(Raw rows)
** Begin **

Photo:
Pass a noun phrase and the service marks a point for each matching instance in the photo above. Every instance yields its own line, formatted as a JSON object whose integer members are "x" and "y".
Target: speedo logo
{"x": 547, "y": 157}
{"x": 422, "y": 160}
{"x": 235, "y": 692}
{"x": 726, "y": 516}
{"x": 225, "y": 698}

** End **

● Problem requirements
Reproduce every row above verbatim, with nothing omitted or altered.

● Exercise answer
Photo:
Pass a noun phrase and the service marks a point for each matching instance in the photo above. Every instance yields its own line, formatted as a JSON object whose integer members are "x" and "y".
Target: speedo logo
{"x": 547, "y": 157}
{"x": 422, "y": 160}
{"x": 235, "y": 692}
{"x": 726, "y": 516}
{"x": 225, "y": 698}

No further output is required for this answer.